To do ▸ Look through the lines below for the word "hood", and copy every line that has it.
─── Record extracts
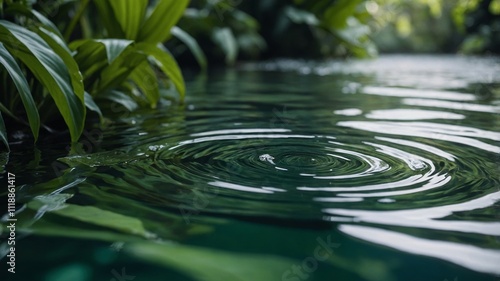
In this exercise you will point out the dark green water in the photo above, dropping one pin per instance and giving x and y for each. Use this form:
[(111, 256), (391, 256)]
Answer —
[(286, 171)]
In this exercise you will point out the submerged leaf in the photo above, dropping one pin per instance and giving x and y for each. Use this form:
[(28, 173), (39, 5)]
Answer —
[(104, 218), (204, 264)]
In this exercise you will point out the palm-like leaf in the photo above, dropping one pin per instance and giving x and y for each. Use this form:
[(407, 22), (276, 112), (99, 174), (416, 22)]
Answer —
[(22, 86), (50, 70)]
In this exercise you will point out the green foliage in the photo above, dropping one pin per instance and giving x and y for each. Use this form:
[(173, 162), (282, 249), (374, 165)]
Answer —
[(314, 28), (224, 32), (47, 71)]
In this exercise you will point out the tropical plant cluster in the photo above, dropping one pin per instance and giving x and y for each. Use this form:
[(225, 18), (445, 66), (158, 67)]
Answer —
[(52, 71), (59, 61)]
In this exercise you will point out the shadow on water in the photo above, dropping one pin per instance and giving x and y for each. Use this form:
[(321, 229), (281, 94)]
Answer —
[(285, 170)]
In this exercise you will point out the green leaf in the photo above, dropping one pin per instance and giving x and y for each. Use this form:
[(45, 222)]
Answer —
[(114, 47), (164, 60), (145, 79), (60, 48), (22, 86), (165, 15), (123, 99), (193, 46), (90, 104), (121, 68), (130, 15), (224, 38), (3, 132), (93, 56), (203, 264), (47, 23), (18, 8), (96, 216), (50, 70), (108, 18), (336, 16)]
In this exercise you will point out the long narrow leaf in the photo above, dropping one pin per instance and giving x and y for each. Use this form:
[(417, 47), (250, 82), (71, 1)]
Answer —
[(123, 99), (50, 70), (114, 47), (107, 15), (192, 45), (121, 68), (145, 78), (165, 15), (90, 104), (163, 59), (130, 15), (19, 8), (22, 86), (224, 38), (61, 49), (3, 132)]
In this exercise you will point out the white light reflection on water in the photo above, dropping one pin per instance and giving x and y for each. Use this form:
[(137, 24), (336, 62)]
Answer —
[(472, 257)]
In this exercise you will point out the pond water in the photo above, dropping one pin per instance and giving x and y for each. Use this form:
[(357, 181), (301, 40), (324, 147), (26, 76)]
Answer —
[(285, 170)]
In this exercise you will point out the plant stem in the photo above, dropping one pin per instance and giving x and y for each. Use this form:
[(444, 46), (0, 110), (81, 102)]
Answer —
[(75, 20)]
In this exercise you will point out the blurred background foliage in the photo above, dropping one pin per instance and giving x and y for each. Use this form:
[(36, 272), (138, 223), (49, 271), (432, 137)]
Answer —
[(231, 30), (126, 54)]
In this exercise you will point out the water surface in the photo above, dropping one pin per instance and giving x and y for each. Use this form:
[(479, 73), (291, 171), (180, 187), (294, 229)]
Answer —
[(285, 170)]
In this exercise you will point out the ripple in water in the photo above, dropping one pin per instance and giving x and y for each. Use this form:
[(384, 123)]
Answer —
[(411, 168)]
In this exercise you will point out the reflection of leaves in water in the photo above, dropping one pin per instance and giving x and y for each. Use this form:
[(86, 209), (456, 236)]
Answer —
[(61, 218), (211, 265)]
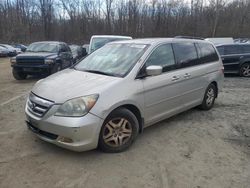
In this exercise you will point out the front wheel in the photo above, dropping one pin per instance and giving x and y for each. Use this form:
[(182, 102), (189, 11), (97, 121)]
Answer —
[(55, 68), (118, 132), (19, 75), (245, 70), (209, 97)]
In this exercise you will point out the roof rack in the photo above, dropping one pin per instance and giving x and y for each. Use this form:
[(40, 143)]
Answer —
[(189, 37)]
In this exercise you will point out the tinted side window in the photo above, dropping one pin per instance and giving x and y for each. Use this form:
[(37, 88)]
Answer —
[(207, 53), (185, 53), (246, 48), (63, 48), (220, 50), (232, 49), (162, 56)]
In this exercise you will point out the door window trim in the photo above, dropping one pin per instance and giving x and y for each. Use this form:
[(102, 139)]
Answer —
[(142, 69)]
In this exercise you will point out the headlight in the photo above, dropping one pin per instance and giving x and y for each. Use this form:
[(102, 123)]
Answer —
[(13, 60), (48, 61), (77, 107)]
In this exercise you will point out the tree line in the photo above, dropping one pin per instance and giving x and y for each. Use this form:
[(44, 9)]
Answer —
[(74, 21)]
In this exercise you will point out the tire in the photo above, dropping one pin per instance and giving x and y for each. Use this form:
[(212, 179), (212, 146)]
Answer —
[(245, 70), (18, 75), (209, 97), (56, 68), (118, 131)]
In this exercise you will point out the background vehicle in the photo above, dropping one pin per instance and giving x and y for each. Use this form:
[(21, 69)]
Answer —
[(11, 48), (236, 58), (119, 89), (78, 52), (4, 52), (11, 52), (20, 46), (97, 41), (40, 58), (86, 48), (223, 40)]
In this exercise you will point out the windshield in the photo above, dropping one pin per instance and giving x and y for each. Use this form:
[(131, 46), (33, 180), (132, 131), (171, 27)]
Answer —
[(73, 49), (43, 47), (98, 42), (112, 59)]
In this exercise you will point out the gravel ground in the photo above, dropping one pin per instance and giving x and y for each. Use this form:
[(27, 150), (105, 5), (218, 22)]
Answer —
[(195, 149)]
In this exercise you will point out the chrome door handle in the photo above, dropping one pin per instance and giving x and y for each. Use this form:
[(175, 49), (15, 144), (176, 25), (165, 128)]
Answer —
[(187, 75), (174, 78)]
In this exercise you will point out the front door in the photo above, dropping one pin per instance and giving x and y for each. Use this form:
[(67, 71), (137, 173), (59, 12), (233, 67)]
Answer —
[(162, 93)]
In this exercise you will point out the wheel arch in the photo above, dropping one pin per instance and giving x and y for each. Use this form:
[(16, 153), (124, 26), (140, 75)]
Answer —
[(135, 110), (216, 86)]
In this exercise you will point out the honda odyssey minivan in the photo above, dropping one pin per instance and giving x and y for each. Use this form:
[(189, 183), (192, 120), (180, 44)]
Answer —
[(109, 97)]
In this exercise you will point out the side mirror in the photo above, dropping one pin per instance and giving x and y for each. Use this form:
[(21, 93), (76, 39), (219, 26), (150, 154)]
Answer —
[(154, 70), (84, 52)]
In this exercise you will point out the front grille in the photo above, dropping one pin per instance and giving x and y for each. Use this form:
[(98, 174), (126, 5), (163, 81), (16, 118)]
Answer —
[(31, 61), (41, 132), (38, 106)]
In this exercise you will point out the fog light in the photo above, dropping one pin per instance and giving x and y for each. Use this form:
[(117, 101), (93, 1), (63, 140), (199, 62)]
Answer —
[(64, 139)]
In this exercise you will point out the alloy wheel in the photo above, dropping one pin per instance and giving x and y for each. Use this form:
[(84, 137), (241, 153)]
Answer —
[(117, 132), (210, 96)]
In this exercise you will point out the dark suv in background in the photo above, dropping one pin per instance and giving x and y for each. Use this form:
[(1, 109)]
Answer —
[(42, 58), (236, 58)]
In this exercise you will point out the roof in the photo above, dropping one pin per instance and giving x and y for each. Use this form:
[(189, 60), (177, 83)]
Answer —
[(235, 44), (55, 42), (160, 40), (111, 36)]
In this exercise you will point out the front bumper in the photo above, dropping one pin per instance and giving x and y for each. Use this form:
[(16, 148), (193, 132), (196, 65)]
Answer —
[(83, 131), (32, 68)]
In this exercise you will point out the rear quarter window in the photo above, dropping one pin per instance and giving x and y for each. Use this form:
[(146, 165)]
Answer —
[(246, 49), (207, 53), (232, 49), (186, 54), (221, 50)]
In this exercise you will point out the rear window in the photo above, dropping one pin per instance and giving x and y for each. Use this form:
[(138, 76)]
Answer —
[(207, 53), (231, 49), (185, 53), (246, 49)]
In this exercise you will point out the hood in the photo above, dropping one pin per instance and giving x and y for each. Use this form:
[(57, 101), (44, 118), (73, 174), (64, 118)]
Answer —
[(36, 55), (71, 83)]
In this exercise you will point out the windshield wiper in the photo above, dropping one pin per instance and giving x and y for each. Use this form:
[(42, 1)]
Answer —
[(103, 73)]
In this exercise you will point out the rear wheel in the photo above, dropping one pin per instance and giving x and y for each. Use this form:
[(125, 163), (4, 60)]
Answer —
[(118, 132), (19, 75), (209, 97), (245, 70)]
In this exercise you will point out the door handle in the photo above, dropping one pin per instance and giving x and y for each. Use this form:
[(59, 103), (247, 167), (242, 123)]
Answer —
[(174, 78), (187, 75)]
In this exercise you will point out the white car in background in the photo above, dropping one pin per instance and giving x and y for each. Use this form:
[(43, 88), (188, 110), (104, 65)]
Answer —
[(4, 52), (97, 41)]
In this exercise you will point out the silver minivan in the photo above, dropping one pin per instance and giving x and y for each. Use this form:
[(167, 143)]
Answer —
[(114, 93)]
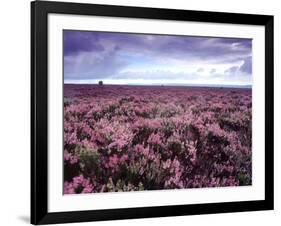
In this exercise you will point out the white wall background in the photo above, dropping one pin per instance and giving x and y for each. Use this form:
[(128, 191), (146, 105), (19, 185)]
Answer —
[(15, 113)]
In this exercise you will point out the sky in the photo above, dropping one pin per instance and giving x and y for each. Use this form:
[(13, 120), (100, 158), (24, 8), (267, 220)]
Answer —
[(150, 59)]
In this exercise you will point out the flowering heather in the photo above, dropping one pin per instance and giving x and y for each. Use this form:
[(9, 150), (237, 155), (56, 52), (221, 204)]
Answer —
[(131, 138)]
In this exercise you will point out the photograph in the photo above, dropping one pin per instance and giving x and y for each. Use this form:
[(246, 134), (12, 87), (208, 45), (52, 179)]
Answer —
[(155, 111)]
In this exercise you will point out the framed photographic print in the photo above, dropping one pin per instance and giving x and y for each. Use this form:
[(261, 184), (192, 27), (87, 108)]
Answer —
[(144, 112)]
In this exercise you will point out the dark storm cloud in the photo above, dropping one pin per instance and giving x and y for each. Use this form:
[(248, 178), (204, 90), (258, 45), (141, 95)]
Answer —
[(91, 55), (247, 65)]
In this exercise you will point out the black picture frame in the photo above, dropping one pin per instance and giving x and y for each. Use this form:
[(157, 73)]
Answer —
[(39, 112)]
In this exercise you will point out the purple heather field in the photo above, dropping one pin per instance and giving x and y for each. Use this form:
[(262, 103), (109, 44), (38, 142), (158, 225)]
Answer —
[(133, 138)]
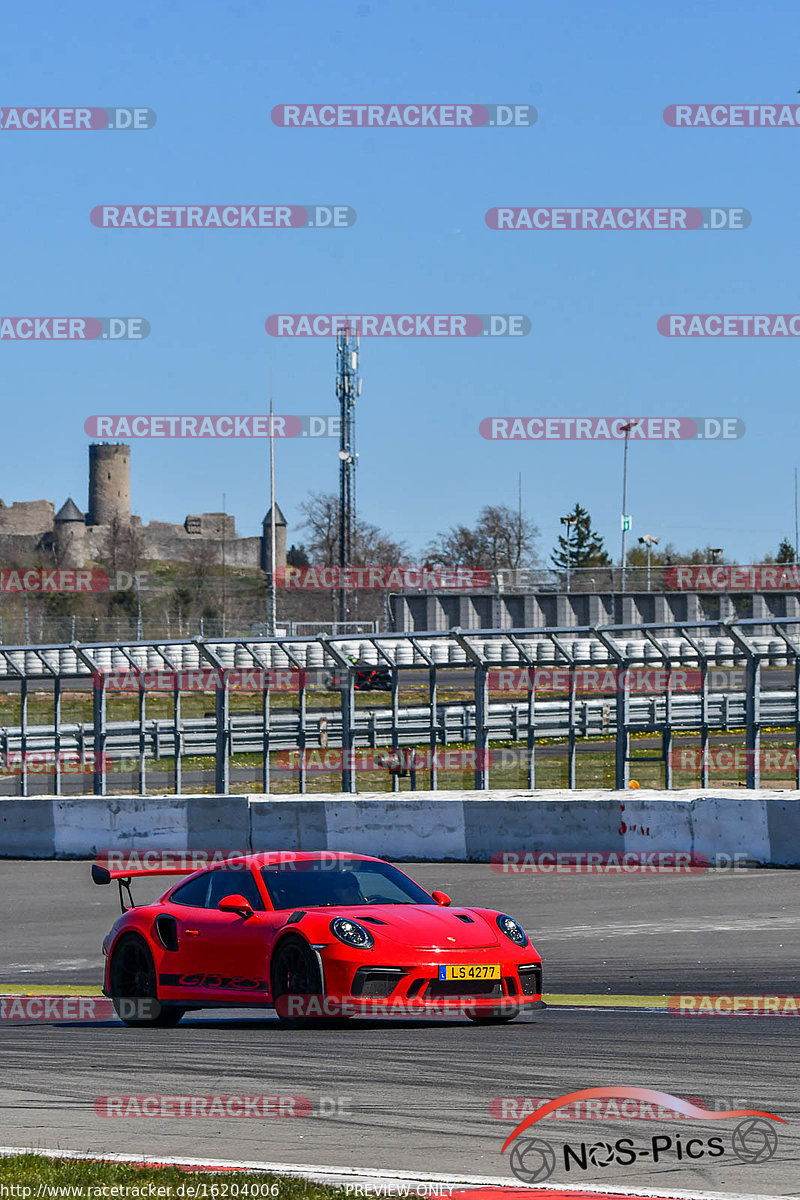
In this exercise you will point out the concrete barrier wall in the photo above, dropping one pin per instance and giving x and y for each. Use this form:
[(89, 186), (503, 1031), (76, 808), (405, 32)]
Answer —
[(763, 827)]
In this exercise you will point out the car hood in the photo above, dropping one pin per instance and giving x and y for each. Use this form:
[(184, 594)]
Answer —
[(423, 927)]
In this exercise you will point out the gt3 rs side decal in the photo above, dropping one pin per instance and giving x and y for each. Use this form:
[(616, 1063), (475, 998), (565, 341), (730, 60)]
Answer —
[(233, 983)]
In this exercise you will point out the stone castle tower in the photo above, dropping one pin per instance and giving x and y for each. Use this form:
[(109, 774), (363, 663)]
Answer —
[(109, 484)]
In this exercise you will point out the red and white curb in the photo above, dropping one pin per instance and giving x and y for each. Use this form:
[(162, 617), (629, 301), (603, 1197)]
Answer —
[(379, 1182)]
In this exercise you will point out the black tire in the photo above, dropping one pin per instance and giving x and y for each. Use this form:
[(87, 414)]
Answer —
[(132, 977), (295, 972), (494, 1017)]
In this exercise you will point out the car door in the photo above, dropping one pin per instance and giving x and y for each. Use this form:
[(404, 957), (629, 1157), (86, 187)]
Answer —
[(229, 949)]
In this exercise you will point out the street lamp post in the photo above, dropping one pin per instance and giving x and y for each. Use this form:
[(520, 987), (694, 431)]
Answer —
[(626, 429), (569, 522), (649, 541)]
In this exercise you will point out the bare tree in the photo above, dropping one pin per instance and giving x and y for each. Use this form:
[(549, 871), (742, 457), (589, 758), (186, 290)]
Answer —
[(501, 539), (371, 545)]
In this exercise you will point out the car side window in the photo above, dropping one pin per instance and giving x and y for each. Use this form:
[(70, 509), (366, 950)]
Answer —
[(232, 883), (193, 893)]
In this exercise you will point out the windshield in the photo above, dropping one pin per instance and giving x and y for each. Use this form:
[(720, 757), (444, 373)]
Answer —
[(314, 883)]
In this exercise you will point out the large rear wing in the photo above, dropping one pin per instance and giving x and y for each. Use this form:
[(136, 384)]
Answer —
[(103, 875)]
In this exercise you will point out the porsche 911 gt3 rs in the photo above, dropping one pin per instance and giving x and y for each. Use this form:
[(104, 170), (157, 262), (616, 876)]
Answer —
[(312, 935)]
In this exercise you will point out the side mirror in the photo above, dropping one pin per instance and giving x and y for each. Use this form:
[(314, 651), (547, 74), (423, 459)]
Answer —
[(236, 904)]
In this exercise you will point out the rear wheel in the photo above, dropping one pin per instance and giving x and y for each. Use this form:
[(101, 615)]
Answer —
[(133, 985)]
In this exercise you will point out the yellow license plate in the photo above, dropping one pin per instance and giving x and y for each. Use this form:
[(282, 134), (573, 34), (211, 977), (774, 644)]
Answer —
[(464, 971)]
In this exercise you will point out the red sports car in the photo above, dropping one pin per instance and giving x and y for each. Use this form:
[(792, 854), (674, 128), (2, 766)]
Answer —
[(313, 935)]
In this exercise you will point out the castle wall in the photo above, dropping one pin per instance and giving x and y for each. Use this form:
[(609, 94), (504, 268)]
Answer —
[(26, 517), (19, 549)]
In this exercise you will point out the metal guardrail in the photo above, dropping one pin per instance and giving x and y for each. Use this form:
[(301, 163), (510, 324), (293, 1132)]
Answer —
[(479, 723)]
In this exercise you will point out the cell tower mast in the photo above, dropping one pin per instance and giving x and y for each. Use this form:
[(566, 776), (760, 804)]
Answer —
[(348, 389)]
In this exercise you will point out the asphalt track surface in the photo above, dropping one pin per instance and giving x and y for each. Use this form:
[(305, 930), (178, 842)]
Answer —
[(415, 1096)]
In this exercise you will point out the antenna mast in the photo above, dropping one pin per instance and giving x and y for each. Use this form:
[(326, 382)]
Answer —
[(348, 389)]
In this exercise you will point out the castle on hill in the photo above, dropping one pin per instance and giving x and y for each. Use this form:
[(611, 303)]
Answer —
[(73, 538)]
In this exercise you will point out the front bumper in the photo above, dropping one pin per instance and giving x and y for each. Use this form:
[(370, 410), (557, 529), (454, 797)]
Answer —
[(373, 987)]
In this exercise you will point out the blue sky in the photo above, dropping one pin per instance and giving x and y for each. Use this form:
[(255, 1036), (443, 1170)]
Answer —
[(600, 77)]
──────
Written response ▸
In this exercise you will point out the hood in the photo above, dropping one pin per instance and giving x and y for each. Use this form:
In this exercise you will point out the car hood in the photo above, dropping one pin per instance and giving x and y for each. Use this form:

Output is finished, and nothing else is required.